WHAT YOU NEED TO DO> Filter the rows below and copy each line that contains the word "building", matching case exactly.
=== GIVEN ENTRIES ===
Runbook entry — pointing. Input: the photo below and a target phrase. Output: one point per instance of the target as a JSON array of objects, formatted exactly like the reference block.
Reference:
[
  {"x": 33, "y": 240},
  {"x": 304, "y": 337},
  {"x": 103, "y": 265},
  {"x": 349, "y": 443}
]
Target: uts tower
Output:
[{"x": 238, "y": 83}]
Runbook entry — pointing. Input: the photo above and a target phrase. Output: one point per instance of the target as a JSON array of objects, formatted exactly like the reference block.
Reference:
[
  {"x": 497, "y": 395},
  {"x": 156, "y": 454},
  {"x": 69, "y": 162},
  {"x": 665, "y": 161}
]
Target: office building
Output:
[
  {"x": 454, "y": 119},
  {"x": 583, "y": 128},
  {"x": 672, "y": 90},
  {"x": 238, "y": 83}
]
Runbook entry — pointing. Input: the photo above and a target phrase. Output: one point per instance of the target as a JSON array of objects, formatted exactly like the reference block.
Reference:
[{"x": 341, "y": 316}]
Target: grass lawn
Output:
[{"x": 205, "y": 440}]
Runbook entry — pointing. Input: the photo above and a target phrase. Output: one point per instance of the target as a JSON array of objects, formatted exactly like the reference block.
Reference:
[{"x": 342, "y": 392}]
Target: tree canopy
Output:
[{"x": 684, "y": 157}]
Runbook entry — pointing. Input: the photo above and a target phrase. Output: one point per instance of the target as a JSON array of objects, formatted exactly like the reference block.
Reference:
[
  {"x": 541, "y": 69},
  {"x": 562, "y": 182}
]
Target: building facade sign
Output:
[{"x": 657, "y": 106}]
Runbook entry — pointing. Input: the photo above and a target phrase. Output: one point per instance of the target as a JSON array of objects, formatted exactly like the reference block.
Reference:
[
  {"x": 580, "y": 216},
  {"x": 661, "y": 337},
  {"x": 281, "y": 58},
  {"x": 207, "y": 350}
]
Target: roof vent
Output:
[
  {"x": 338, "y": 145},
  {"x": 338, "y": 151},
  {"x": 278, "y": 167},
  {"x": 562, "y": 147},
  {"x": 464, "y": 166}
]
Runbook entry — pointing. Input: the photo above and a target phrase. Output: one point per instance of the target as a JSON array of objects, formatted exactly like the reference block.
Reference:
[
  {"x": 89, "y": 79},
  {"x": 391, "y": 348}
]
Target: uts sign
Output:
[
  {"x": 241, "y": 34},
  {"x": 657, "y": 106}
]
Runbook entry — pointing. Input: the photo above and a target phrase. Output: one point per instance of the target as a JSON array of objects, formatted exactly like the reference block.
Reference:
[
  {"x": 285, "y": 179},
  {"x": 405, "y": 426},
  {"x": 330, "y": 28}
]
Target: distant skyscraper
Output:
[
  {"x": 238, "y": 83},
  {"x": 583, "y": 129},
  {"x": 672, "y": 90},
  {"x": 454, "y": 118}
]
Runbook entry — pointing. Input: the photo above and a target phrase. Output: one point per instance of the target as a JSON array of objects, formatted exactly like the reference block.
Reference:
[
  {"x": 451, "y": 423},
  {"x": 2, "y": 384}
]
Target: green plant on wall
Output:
===
TASK RESPONSE>
Target: office building
Target: building facade sign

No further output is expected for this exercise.